## BEGIN Data extract

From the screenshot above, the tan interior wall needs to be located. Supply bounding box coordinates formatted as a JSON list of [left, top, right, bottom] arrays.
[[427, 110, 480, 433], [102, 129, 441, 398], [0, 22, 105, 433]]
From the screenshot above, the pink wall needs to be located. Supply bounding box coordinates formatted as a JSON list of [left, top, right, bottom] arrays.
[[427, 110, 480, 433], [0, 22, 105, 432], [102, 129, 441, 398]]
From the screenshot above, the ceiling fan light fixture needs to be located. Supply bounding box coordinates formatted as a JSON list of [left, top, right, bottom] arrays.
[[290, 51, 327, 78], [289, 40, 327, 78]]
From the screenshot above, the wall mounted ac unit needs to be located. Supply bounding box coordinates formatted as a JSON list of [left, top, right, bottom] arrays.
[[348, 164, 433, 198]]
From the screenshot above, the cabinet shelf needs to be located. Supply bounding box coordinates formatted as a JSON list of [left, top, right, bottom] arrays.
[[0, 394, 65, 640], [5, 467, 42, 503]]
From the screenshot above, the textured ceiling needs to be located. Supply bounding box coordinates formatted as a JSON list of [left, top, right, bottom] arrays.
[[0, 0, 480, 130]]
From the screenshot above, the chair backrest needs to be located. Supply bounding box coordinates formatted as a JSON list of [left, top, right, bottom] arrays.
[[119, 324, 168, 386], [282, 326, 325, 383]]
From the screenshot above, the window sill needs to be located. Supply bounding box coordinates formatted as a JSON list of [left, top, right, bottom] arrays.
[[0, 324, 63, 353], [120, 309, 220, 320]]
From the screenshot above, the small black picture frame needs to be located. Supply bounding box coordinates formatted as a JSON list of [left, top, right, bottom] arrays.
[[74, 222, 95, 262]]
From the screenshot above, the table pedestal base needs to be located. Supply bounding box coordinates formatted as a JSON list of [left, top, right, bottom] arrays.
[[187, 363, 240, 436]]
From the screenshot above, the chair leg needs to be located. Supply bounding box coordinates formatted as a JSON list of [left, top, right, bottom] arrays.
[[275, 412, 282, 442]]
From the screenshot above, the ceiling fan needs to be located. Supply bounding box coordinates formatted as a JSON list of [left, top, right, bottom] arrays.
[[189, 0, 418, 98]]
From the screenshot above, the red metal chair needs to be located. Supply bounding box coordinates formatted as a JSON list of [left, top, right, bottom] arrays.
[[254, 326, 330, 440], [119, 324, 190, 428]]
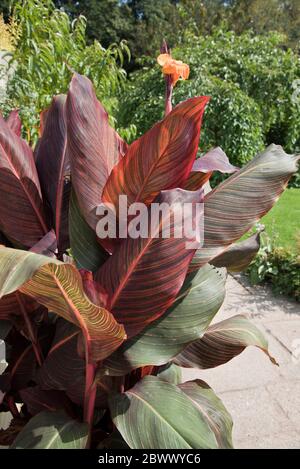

## END Data extract

▸ **Goal of the exercise**
Can you rewrite all the records above, swapping "screenshot" for "image" and leaving every other part untouched? Don't include the pictures in your answer.

▸ **Expected output**
From the image above, the tan interior wall needs to be located. Supply bounding box coordinates formatted as a JSON list of [left, top, right, bottom] arrays.
[[427, 110, 480, 433], [102, 129, 441, 398], [0, 22, 105, 433]]
From the image above, the pink wall needs to be located. Supply bounding box coordinates formatted as a JSON list of [left, top, right, bottom] arrays.
[[427, 110, 480, 433], [0, 22, 105, 432], [102, 129, 441, 398]]
From the image above, the ceiling fan light fixture needs to be located. Supply bounding box coordinates formatted as a JSON list of [left, top, right, bottom] arrays.
[[290, 51, 327, 78], [289, 40, 327, 78]]
From the image above, the wall mounted ac unit needs to be located. Supply bounding box coordinates formatted as a JSON list of [left, top, right, bottom] arrays.
[[348, 164, 433, 198]]
From the image above, the cabinet shelf needs to be located. Supply bounding box coordinates formatted as a JSON list of [left, top, right, bottom] arrays.
[[0, 394, 65, 640], [5, 467, 42, 503]]
From the image above, the textured ceiling needs to be located. Supply bounding box coordinates formatted as a JSON list of [left, top, right, bottom] arrays.
[[0, 0, 480, 130]]
From the image above, the chair backrest needs to be located. Supply bounding box coordinates formatted as a JSON list of [left, top, right, bottom] arrays.
[[119, 324, 168, 386], [282, 326, 325, 383]]
From the image above, the window sill needs to be located. Supply bounding box coordinates formatted as a JSON list of [left, top, right, bottom] arrays.
[[0, 324, 63, 353], [120, 309, 220, 320]]
From the image above, the small black picture frame needs to be located. Supply bounding box coordinates formatted as a JSON list of [left, top, right, bottom] arrays.
[[74, 222, 95, 262]]
From the image above, the table pedestal base needs to be located. Supply bounding box coordinates formatted as a JSON list of [left, top, right, bottom] arrays.
[[187, 363, 240, 436]]
From the image above, the chair leg needs to be located. Supply bounding box coordinates formatted as a JSON list of [left, top, right, bottom] arrays.
[[275, 412, 282, 442]]
From the image above, the ceiling fan needs to be located. Supply bounding box coordinates formatted as a JSON list of [left, top, right, bottom] arrays.
[[189, 0, 418, 98]]
From the image above, the red metal chair needs to be located. Supply bounding box coordinates formatted as a JSON list of [left, top, right, bottom] arrays.
[[254, 326, 330, 440], [119, 324, 190, 428]]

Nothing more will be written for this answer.